Exercise task: Reproduce the listing below verbatim, leaving every line unchanged.

Records to process:
● ● ●

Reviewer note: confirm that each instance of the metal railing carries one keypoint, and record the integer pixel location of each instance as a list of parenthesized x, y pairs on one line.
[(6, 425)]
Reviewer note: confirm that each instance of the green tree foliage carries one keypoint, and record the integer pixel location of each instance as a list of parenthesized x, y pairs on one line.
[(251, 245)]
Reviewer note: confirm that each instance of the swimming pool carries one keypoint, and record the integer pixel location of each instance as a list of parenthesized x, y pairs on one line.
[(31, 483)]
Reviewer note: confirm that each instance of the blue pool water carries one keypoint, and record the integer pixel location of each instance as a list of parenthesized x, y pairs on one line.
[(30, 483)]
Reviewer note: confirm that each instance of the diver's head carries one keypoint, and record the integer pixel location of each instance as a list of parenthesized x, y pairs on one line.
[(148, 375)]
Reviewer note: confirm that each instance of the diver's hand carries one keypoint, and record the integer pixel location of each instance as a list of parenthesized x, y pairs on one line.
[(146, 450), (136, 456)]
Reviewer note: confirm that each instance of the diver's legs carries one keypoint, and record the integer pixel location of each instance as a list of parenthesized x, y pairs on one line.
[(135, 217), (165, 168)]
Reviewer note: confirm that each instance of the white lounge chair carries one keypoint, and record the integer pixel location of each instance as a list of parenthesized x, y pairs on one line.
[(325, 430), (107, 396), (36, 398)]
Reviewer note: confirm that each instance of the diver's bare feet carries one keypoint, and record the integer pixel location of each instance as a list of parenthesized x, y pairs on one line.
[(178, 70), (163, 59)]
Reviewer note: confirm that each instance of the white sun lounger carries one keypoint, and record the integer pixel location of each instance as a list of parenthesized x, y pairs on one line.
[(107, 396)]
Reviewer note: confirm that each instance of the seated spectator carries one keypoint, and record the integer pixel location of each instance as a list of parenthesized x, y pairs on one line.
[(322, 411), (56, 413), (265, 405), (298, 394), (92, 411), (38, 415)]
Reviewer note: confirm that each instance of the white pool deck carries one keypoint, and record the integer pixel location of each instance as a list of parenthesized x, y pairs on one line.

● ● ●

Problem solution:
Reviewer note: confirm that each instance of the metal railing carries one keypoint, and record the integer pixel location of each instance as a list of parenthesized x, y pairs on one line.
[(6, 425)]
Reviewer note: confirm that each instance of the green tree foliage carries one keypoint, and record the integer pixel location of each instance as a list of parenthesized x, y pairs on one line.
[(251, 245)]
Reviewer note: confirm that each instance of the swimming pool carries one keypoint, and record the integer pixel location of each instance as a list of parenthesized x, y pairs on one line.
[(31, 483)]
Reviewer note: confirm that each instance of the blue pool water carries one keypoint, and record the integer pixel location of each instance as a list of parenthesized x, y pairs on one line.
[(30, 483)]
Reviewer note: confirm that each instance of the diver's head carries one keypoint, and record the integer pixel location of each instance as a list of parenthesized x, y pairs on one line.
[(148, 375)]
Reviewer note: confirm that each instance of the diver's hand carries one keypoint, and record the integer pixel location of each instance as a list of parenthesized x, y pairs on one line.
[(146, 450), (136, 456)]
Reviewer note: confirm that each instance of the diver's legs carries one keypoint, and record the integer pixel location of each instance as a list of parenthesized x, y pairs on one line.
[(135, 217), (165, 168)]
Reviewer note: confirm that each instance of the white lounge chair carries one keypoint, and record the integer pixel location of each instance as a list of parenthesized x, y pairs on one line.
[(325, 430), (107, 396), (36, 398)]
Reviewer note: confirm that each instance of the diver's bare feet carries one keypoint, and record the integer pixel location of each instance as a list of parenthesized x, y pairs on one line.
[(178, 70), (163, 59)]
Reviewer note: confirm that each instance of the white sun lounger carries one keypoint, and record the integer pixel location of each instance as a list of parenthesized x, y pairs on one line.
[(107, 396)]
Reviewer note: confirm that each instance of the seated spectator carries one keypoint, and record the integer pixel location of each instance as a list of parenthesized x, y pairs on one line.
[(322, 411), (56, 413), (265, 405), (298, 394), (92, 411), (38, 415)]
Reviewer note: confirm that each instance of the white pool deck carries one keypoint, and record the integer pixel location of each instance as a list of parenthesized x, y pairs on one line.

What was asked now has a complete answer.